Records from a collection
--- START ---

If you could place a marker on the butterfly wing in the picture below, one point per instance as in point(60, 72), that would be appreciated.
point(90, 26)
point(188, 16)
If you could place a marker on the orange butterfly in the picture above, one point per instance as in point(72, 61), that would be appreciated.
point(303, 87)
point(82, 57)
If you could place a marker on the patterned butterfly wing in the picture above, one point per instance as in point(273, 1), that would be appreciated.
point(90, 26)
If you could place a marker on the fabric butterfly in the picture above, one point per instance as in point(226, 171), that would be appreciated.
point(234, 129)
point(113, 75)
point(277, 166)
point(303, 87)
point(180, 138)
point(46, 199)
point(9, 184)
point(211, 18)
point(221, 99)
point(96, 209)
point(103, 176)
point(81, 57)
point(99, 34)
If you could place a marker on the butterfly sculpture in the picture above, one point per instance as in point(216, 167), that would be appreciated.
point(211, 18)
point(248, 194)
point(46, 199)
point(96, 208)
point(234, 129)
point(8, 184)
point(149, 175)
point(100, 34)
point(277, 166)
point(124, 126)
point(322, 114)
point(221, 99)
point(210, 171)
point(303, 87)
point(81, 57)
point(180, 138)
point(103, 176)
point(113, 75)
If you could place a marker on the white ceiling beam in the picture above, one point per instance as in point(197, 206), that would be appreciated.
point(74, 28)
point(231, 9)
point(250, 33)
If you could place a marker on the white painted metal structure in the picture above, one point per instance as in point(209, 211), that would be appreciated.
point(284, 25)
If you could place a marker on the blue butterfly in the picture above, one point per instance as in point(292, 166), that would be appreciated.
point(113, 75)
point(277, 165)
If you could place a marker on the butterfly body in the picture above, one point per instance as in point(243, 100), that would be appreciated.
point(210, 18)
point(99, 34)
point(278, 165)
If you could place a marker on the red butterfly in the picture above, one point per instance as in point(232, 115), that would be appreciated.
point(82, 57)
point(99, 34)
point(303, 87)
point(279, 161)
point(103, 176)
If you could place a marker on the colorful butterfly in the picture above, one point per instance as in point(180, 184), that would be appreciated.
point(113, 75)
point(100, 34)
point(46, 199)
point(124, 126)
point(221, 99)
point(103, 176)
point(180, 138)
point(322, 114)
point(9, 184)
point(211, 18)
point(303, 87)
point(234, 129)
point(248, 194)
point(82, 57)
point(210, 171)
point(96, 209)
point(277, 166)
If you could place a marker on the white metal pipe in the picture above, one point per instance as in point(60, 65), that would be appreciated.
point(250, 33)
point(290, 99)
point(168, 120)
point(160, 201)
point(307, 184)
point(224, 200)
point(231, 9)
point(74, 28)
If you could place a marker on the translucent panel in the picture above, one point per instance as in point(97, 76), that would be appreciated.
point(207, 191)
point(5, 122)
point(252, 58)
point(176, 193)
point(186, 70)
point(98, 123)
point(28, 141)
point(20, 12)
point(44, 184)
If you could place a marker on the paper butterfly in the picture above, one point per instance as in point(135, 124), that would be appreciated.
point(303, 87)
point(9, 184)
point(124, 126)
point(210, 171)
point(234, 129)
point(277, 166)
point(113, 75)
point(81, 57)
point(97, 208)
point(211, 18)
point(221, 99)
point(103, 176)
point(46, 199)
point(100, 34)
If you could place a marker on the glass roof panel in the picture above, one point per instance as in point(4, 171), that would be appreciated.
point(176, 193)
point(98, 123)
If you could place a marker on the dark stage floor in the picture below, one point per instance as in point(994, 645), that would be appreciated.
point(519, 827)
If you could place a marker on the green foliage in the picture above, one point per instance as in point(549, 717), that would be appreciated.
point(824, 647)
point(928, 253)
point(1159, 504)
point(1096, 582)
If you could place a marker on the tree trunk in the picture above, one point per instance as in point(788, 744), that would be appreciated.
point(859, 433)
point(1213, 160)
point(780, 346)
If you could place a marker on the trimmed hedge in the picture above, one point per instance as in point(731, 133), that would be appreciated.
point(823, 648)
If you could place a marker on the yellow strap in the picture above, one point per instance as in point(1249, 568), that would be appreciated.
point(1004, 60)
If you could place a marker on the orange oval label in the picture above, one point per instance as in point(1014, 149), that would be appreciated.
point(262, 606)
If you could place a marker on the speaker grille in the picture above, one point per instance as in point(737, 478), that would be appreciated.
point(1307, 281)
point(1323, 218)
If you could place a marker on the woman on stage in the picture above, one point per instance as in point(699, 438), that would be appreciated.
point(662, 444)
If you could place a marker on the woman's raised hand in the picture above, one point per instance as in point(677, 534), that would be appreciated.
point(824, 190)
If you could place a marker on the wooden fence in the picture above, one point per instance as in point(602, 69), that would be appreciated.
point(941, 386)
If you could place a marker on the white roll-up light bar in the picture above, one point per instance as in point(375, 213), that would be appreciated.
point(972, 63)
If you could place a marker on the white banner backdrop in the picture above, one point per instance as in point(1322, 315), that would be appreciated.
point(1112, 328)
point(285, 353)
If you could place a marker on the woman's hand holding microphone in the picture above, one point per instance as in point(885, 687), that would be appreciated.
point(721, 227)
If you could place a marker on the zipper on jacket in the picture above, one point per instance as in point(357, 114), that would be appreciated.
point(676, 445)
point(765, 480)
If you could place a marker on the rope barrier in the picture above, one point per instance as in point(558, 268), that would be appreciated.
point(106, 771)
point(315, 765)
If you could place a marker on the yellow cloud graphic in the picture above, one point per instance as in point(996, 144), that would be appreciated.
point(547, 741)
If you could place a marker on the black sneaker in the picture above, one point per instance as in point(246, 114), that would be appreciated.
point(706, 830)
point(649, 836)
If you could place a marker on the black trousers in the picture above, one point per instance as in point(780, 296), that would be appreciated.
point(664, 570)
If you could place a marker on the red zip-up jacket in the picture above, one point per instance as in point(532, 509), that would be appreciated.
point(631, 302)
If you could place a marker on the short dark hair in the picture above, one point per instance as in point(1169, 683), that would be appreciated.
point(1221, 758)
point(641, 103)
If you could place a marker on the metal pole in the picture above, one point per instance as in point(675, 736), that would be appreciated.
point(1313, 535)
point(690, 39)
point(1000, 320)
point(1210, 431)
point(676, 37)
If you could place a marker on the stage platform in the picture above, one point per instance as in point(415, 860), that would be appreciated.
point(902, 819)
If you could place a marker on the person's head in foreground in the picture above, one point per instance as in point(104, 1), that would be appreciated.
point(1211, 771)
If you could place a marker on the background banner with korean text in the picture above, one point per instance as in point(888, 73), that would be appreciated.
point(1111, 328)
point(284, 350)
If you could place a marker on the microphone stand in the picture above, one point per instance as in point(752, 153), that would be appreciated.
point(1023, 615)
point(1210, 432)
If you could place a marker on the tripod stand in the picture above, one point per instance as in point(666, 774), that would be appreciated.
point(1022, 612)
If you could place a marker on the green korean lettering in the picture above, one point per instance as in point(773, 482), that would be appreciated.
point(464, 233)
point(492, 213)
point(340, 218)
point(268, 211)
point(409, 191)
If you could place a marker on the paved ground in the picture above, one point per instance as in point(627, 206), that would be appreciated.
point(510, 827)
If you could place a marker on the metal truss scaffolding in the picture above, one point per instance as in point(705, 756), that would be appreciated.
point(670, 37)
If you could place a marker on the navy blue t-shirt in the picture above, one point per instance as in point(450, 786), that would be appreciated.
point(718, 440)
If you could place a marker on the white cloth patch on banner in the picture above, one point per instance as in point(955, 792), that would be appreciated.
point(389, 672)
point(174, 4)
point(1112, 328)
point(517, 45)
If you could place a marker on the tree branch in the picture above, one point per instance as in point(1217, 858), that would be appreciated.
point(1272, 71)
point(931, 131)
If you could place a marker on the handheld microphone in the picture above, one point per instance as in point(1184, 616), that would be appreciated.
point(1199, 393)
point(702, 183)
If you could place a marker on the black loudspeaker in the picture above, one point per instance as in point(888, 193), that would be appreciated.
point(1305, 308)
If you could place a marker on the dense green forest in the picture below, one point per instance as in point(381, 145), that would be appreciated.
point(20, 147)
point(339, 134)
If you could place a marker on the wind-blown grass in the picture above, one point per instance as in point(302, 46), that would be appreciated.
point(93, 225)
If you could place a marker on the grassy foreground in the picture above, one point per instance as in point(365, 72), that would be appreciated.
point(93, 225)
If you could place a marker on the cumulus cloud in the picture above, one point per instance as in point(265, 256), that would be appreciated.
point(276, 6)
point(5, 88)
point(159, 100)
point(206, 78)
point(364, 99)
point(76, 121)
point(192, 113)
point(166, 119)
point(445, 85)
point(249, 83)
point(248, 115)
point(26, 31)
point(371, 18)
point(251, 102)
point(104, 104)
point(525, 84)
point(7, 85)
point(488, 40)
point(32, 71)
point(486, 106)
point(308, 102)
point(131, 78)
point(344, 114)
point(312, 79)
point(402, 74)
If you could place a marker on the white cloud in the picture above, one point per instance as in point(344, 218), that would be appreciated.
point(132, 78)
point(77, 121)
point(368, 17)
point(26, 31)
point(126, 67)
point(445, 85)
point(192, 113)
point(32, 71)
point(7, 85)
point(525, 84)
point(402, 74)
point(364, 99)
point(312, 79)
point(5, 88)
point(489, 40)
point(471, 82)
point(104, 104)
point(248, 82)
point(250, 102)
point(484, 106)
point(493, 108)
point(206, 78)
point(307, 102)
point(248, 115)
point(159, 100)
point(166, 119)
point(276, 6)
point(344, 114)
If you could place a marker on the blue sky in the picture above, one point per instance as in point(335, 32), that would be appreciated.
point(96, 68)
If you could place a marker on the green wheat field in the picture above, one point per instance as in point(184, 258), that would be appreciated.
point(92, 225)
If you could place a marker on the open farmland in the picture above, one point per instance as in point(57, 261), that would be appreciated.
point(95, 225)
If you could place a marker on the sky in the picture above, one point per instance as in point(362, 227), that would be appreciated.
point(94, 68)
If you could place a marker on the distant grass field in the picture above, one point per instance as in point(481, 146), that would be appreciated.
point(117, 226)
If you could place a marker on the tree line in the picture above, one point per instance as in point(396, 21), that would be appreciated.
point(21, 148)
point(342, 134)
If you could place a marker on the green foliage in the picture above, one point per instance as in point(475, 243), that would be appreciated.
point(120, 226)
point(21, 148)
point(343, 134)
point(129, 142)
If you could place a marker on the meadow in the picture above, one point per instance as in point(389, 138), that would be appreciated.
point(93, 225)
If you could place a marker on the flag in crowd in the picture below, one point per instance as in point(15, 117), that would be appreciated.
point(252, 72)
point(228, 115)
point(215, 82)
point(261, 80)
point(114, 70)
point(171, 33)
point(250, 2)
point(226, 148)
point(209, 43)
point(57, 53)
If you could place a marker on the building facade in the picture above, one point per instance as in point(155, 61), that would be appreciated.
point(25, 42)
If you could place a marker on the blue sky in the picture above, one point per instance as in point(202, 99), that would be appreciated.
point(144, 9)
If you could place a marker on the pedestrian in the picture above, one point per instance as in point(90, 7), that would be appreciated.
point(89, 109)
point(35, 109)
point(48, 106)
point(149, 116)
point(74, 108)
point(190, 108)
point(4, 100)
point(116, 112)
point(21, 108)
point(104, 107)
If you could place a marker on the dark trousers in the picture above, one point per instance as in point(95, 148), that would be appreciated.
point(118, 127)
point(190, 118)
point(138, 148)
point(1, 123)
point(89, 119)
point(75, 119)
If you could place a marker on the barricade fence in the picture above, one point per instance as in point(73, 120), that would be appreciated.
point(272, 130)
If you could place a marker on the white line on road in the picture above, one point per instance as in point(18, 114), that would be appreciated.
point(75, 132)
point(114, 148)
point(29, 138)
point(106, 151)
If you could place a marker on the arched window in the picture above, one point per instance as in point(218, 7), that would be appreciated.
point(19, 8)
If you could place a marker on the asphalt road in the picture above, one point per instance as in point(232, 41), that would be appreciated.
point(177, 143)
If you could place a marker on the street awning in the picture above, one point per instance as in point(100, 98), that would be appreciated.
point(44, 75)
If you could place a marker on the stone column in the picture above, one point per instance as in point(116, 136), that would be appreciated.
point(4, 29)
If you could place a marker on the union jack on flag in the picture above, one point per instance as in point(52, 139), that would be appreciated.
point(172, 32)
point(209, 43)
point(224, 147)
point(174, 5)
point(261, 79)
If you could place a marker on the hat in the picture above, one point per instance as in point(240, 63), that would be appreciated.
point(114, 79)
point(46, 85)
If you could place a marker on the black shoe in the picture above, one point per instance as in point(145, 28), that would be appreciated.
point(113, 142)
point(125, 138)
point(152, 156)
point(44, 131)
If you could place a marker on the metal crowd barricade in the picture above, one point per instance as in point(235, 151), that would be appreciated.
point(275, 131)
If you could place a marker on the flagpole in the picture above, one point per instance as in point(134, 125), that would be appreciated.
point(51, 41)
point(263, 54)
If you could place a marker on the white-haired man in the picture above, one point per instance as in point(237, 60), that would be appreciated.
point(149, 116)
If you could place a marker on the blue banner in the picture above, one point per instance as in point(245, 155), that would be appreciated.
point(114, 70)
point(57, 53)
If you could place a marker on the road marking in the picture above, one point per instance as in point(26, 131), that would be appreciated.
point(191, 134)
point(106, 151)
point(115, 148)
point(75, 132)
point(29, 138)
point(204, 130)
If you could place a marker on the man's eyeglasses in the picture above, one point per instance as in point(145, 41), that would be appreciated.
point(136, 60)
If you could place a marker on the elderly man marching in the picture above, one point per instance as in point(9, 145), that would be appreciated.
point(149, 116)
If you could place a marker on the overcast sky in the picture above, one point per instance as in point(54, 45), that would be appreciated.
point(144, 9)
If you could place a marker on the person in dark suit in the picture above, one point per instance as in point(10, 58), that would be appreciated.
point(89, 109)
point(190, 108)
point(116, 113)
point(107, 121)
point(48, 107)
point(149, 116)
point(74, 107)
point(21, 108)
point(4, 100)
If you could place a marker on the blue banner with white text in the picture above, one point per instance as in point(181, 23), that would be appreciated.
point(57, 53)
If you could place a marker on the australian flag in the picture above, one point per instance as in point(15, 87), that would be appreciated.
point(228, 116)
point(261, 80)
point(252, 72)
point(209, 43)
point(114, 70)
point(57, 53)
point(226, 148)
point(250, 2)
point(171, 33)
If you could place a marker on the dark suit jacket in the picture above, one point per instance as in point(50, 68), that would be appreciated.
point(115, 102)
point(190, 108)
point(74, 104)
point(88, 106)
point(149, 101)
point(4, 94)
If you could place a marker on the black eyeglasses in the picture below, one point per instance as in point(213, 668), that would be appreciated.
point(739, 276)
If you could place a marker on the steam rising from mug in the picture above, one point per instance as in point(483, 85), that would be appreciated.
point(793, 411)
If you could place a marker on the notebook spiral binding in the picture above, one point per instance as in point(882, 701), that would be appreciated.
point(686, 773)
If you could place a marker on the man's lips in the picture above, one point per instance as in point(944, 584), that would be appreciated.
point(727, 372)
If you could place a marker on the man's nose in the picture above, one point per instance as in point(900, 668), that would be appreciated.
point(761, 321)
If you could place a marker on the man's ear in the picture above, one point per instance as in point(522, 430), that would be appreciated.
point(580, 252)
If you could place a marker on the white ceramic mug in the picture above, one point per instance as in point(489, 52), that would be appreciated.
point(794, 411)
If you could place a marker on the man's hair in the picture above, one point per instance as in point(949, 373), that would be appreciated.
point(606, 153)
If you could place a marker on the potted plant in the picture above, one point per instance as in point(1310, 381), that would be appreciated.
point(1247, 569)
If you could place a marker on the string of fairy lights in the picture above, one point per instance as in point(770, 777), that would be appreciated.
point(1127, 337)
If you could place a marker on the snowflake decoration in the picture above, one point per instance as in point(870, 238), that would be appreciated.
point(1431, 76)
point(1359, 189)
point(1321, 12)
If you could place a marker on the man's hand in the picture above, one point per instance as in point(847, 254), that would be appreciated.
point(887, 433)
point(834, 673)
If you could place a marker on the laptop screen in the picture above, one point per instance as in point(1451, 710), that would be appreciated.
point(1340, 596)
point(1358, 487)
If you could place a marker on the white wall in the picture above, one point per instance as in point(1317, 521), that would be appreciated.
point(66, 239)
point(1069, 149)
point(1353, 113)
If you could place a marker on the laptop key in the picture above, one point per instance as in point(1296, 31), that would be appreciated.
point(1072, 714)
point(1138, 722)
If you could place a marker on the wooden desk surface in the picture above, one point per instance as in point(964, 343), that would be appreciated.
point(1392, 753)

--- END ---

> **Aim**:
Edit the stretch from the line containing "If you could place a marker on the laptop screen" through the end of the listing, both ends included, so that "wooden desk" becomes "wooden table" and nothing else changes.

> **Final answer**:
If you could place a marker on the laptop screen in the picture above, one point per instance as in point(1451, 710), that would be appreciated.
point(1340, 596)
point(1358, 487)
If you could place a marker on the white wall in the picture above, one point per instance as in point(1317, 521), that would be appreciated.
point(66, 239)
point(1069, 149)
point(1353, 113)
If you could place a marker on the laptop key in the picture above, one point per instance as in point(1296, 31), that would be appreciated.
point(1072, 714)
point(1138, 722)
If you could place a marker on the wooden table surface in the picture above, one point per instance as in point(964, 343), that would be appreciated.
point(1392, 753)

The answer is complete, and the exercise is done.